(Items from a data source)
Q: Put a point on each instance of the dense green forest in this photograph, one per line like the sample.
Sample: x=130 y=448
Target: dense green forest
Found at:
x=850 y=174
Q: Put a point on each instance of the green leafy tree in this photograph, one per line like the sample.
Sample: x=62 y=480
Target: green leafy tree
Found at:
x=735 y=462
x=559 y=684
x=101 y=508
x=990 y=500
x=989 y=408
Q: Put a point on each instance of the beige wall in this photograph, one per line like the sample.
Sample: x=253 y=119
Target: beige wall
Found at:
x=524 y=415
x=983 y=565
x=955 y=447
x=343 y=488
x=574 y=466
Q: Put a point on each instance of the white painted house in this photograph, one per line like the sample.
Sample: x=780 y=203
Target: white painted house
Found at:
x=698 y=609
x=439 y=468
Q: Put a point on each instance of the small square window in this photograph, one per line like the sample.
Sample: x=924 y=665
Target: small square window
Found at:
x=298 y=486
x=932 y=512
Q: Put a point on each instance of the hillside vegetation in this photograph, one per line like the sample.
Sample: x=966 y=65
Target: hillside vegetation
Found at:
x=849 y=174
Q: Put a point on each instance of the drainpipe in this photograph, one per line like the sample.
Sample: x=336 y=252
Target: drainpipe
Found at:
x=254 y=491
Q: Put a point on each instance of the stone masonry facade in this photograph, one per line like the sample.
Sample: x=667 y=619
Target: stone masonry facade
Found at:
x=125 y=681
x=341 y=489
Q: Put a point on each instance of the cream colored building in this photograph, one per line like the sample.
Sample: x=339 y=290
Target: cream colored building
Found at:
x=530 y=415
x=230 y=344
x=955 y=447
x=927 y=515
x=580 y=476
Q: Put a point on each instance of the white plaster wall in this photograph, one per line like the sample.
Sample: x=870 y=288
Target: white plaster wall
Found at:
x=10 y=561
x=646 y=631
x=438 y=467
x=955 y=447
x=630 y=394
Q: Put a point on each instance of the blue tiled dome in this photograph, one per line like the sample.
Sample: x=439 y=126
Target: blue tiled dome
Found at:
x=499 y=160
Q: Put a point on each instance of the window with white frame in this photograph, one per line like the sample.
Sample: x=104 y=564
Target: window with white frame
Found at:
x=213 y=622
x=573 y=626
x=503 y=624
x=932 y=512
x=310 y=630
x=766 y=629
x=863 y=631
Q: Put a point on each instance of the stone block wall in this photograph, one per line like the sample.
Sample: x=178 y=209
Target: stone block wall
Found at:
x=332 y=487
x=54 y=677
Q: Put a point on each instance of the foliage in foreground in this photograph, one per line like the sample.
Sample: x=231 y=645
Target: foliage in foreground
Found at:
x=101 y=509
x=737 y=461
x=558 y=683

__HOW TO COMPLETE THIS TASK__.
Copy out each line in the preceding records that contains "leafy".

__THE COMPLETED TASK__.
Q: Put a point on each instance of the green leafy tree in this photograph, one per line like the sample.
Target: green leafy tree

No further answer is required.